Task brief ▸ Set out exactly every line of the entries below, starting at the line that holds "column 174, row 79" and stopping after the line that holds "column 288, row 96".

Records for processing ▸

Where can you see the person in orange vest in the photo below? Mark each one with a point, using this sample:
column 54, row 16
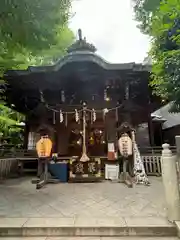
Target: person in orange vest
column 44, row 149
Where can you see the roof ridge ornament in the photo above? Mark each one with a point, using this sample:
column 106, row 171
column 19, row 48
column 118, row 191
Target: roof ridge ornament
column 80, row 34
column 81, row 44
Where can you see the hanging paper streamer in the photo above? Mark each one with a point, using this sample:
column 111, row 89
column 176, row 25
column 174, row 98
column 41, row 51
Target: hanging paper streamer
column 105, row 94
column 61, row 116
column 117, row 115
column 62, row 96
column 93, row 115
column 54, row 117
column 76, row 115
column 139, row 171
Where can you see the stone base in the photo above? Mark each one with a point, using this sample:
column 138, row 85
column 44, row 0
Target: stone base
column 86, row 227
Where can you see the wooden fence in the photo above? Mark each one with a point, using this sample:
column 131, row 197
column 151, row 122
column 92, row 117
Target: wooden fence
column 8, row 160
column 8, row 167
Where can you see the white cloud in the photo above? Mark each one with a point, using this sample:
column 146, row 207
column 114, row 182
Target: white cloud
column 109, row 25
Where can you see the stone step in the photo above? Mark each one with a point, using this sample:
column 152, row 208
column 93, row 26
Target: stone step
column 89, row 238
column 86, row 227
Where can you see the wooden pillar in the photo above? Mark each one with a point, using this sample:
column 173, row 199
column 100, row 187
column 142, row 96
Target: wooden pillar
column 110, row 123
column 26, row 134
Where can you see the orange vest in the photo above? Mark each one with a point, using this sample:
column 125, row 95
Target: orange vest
column 44, row 147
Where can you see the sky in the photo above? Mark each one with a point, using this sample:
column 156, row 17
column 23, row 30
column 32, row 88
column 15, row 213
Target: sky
column 109, row 25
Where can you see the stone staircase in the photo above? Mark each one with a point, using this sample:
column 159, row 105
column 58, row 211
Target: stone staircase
column 87, row 229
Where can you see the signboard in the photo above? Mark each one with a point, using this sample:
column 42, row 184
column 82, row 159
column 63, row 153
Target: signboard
column 85, row 171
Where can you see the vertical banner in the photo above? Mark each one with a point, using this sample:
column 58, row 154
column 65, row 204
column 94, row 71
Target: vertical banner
column 111, row 151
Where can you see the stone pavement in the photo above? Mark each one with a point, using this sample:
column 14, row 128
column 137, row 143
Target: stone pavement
column 20, row 199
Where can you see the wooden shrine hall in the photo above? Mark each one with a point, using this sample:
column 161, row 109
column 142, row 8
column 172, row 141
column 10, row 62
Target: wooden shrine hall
column 81, row 95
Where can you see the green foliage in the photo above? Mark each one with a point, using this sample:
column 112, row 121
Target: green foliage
column 165, row 52
column 30, row 29
column 143, row 12
column 32, row 32
column 9, row 123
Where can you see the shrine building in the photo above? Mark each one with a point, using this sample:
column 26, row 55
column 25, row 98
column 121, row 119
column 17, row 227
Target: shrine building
column 53, row 98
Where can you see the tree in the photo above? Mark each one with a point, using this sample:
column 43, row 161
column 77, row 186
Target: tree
column 31, row 33
column 165, row 52
column 143, row 12
column 30, row 27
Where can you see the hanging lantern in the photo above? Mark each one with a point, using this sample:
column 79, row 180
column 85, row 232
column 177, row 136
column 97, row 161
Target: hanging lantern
column 76, row 115
column 93, row 115
column 105, row 111
column 61, row 116
column 62, row 96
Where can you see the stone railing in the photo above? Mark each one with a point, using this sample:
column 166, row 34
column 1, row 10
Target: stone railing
column 152, row 164
column 8, row 167
column 171, row 182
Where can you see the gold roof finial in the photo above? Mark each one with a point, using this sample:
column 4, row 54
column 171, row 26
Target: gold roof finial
column 80, row 34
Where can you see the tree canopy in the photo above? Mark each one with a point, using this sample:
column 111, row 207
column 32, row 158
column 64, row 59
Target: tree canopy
column 30, row 29
column 161, row 21
column 31, row 33
column 144, row 10
column 165, row 51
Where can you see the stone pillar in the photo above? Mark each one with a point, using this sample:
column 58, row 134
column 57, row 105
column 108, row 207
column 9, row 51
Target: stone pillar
column 170, row 182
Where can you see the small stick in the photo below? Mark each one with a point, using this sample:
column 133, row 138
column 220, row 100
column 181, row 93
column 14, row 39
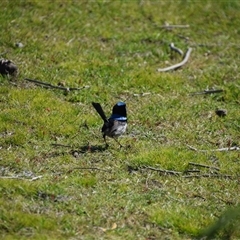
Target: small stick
column 203, row 165
column 178, row 50
column 88, row 168
column 216, row 150
column 207, row 92
column 175, row 26
column 21, row 178
column 37, row 82
column 162, row 170
column 178, row 65
column 60, row 145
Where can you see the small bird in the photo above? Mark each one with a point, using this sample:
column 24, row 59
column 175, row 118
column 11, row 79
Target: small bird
column 116, row 124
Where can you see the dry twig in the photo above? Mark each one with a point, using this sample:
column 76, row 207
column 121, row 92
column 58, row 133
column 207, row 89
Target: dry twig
column 203, row 165
column 178, row 65
column 88, row 168
column 162, row 170
column 21, row 178
column 178, row 50
column 209, row 176
column 167, row 26
column 216, row 150
column 48, row 85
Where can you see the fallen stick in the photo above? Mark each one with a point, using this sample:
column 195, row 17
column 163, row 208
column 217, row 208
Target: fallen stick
column 21, row 178
column 216, row 150
column 88, row 168
column 178, row 50
column 48, row 85
column 203, row 165
column 60, row 145
column 178, row 65
column 175, row 26
column 207, row 92
column 162, row 170
column 209, row 175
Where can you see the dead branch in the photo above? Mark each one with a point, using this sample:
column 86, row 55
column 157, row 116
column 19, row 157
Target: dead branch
column 170, row 172
column 207, row 92
column 203, row 165
column 167, row 26
column 60, row 145
column 216, row 150
column 88, row 168
column 21, row 178
column 178, row 50
column 48, row 85
column 178, row 65
column 209, row 176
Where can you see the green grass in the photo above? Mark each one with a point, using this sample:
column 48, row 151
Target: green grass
column 114, row 47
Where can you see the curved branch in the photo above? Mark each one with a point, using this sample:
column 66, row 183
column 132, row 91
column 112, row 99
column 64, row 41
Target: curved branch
column 178, row 50
column 178, row 65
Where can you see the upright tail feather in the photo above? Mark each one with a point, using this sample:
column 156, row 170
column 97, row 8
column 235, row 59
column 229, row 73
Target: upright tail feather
column 100, row 111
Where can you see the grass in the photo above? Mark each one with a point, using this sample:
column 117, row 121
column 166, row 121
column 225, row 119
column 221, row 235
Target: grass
column 115, row 47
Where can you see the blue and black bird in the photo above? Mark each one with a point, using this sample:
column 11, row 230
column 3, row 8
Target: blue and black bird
column 116, row 124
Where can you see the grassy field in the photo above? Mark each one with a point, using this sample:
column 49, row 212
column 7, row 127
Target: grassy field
column 57, row 179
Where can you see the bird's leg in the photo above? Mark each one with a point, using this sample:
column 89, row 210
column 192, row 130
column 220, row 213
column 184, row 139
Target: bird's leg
column 106, row 144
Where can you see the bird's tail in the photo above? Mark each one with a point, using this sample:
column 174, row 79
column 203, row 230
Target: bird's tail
column 100, row 111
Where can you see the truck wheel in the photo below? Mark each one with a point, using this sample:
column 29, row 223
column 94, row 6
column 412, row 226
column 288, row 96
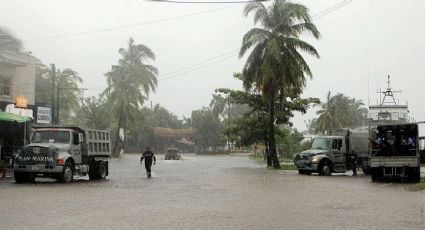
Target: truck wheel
column 366, row 170
column 375, row 174
column 93, row 168
column 103, row 170
column 304, row 172
column 20, row 178
column 415, row 175
column 67, row 174
column 325, row 169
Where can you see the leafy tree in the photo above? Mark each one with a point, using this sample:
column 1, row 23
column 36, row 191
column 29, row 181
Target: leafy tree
column 129, row 84
column 218, row 105
column 65, row 84
column 141, row 134
column 92, row 113
column 275, row 65
column 252, row 127
column 208, row 129
column 338, row 112
column 290, row 142
column 8, row 41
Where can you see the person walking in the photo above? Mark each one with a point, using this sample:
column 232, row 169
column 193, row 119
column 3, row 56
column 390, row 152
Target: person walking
column 149, row 157
column 353, row 162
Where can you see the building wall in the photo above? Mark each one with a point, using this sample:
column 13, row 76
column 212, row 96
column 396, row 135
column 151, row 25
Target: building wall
column 22, row 79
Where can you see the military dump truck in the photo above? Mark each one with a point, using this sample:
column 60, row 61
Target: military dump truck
column 395, row 152
column 330, row 154
column 63, row 151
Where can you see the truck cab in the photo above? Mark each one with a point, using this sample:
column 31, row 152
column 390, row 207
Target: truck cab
column 331, row 154
column 395, row 152
column 61, row 152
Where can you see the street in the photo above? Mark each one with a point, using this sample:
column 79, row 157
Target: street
column 210, row 192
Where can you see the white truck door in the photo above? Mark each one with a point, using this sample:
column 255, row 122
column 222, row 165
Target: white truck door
column 76, row 148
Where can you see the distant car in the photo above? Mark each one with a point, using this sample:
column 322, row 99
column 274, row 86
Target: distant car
column 172, row 154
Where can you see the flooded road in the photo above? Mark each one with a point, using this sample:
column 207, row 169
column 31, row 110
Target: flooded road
column 210, row 192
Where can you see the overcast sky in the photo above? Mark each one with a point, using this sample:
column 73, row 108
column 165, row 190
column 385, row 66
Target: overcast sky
column 196, row 45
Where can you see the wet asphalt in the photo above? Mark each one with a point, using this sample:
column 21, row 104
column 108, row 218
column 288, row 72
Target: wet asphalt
column 210, row 192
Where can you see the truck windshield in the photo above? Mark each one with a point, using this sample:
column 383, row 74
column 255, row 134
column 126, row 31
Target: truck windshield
column 51, row 137
column 320, row 143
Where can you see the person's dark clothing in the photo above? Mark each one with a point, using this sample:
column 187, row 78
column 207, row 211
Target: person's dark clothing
column 148, row 156
column 352, row 161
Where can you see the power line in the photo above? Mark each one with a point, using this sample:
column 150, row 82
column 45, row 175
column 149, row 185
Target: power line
column 128, row 26
column 200, row 65
column 197, row 68
column 331, row 9
column 206, row 2
column 232, row 52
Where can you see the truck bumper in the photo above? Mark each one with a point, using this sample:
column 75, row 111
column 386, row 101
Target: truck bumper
column 394, row 162
column 38, row 169
column 308, row 167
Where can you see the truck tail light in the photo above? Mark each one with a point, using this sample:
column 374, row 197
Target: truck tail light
column 59, row 161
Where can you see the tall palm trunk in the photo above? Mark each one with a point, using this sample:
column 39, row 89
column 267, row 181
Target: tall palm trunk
column 268, row 159
column 117, row 136
column 272, row 141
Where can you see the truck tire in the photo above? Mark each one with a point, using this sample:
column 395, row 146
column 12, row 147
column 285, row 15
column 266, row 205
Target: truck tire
column 366, row 169
column 67, row 174
column 21, row 178
column 375, row 174
column 103, row 170
column 325, row 168
column 93, row 168
column 304, row 172
column 414, row 175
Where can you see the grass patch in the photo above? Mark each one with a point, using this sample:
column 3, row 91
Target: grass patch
column 288, row 167
column 285, row 166
column 257, row 158
column 419, row 186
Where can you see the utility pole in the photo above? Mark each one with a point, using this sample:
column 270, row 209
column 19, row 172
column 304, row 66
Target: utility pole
column 229, row 145
column 57, row 103
column 53, row 93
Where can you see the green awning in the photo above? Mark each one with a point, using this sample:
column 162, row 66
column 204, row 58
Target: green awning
column 12, row 117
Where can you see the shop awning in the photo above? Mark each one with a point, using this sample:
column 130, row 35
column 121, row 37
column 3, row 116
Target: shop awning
column 12, row 117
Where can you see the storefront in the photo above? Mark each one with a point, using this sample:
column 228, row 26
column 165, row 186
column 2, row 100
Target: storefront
column 13, row 135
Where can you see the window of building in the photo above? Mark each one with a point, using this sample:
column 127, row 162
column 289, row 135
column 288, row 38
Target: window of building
column 4, row 86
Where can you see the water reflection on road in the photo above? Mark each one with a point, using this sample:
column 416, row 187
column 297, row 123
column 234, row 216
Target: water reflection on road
column 210, row 192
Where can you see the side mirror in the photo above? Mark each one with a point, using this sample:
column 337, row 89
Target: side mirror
column 422, row 144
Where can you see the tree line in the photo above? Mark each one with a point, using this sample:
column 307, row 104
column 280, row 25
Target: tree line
column 273, row 78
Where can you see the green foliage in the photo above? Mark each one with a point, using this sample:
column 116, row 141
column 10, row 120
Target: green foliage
column 275, row 66
column 129, row 84
column 289, row 142
column 70, row 95
column 338, row 112
column 3, row 164
column 8, row 41
column 252, row 127
column 92, row 113
column 141, row 135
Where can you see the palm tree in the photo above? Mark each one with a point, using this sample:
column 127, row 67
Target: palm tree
column 129, row 84
column 8, row 41
column 329, row 118
column 62, row 91
column 275, row 64
column 339, row 112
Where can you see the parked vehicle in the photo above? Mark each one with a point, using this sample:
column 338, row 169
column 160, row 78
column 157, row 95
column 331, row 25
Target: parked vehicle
column 330, row 154
column 395, row 152
column 172, row 154
column 63, row 151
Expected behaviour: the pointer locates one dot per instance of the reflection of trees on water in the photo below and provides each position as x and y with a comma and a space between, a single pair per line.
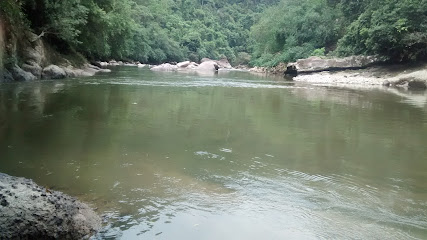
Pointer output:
51, 122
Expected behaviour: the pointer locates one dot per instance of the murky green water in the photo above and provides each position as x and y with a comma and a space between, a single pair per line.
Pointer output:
228, 156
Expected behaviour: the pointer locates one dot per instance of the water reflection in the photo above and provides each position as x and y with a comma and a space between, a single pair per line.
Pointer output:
233, 155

Problem solution ▸
column 174, row 79
column 203, row 230
Target: bird's tail
column 100, row 111
Where can you see the truck wheel in the photo below? Mark each one with a point, using this sample:
column 29, row 223
column 94, row 6
column 412, row 226
column 288, row 96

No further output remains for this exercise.